» Sayfa:

++++++++++++++++++++

CUMHURİYET EFSANELERİ 1


CUMHURİYET EFSANELERİ 1

        Araştırmacı – tarihçi Mustafa Armağan ‘’Cumhuriyet Efsaneleri’’ isimli Timaş Yayınları’ndan çıkan kitabında yakın tarihimizde yaşanmış fakat bilinmeyen ya da yanlış bilinen birçok konunun üzerindeki gizi kaldırıyor. Yazar kitabının önsözünde cumhuriyet sonrası dönemi ‘’Osmanlısızlaştırmak’’ olarak II. Dünya Savaşı sonrası Almanya’daki ‘’Denazification’’ (Nazisizleştirme) politikasına benzetiyor. Tabi maslahat olarak aynı görünse de içerik olarak oldukça farklı iki politika olduğunu da belirtiyor. Kitap artık bilinen birçok yakın tarih olayının detaylarını verirken, pek bilinmeyen olayları da gündeme getiriyor. Cumhuriyetin ilk yıllarından beri imal edilen bir tarih anlayışının gerçeklerle uzaktan yakından ilgisi olmadığını belgeleriyle (mektuplar, raporlar, gazete arşivleri, meclis tutanakları, hatıralar vb.) ortaya koyuyor. Bazı üzeri kapalı kalmış konulara da değinmiş yazar bunların bazıları dönemin önemli simalarının itirafları gibi sanki. 

ATATÜRK’ÜN GENÇLİĞE HİTABESİ
        Mesela Atatürk’ün Gençliğe Hitabesi’nin İsmet İnönü tarafından kaleme alındığını yazıyor ve bunu da eski Başbakanlardan Bülent Ecevit’in gazeteci Oral Çalışlar’a 12 Eylül sonrası tutukluyken söylediğini Oral Çalışlar’ın 1986 yılında yayınladığı ‘’Liderler Hapishanesi’’ adlı kitabını referans göstererek belirtiyor. Hatta Ecevit eski Milli Eğitim bakanlarından Necdet Uğur’un da bu bilgiye vakıf olduğunu söylemiş. İşin ilginç yanı ise kitap 1986 yılında yayınlandığında her iki isim de hayattaydı ve Ecevit 2004’te Necdet Uğur ise 2002’de öldüler ve bu konuyla ilgili bir yalanlama da yapmadılar.

++++++++++++++++++++

» Yazılı Soru: Sayfaya göre Ecevit'in Gençliğe Hitabesi hakkındaki sözleri için Oral Çalışlar'ın hangi kitabı kaynak gösteriliyor? Aşağıdaki materyale ihtiyaç duyulmamaktadır.

» Verilen Bilgiler:
++++++++++++++++++++

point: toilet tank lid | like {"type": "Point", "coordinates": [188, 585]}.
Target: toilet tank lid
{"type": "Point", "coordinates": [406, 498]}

++++++++++++++++++++

» Sorunun Cevabı: Oral Çalışlar'ın 1986 yılında yayınladığı "Liderler Hapishanesi" adlı kitabı.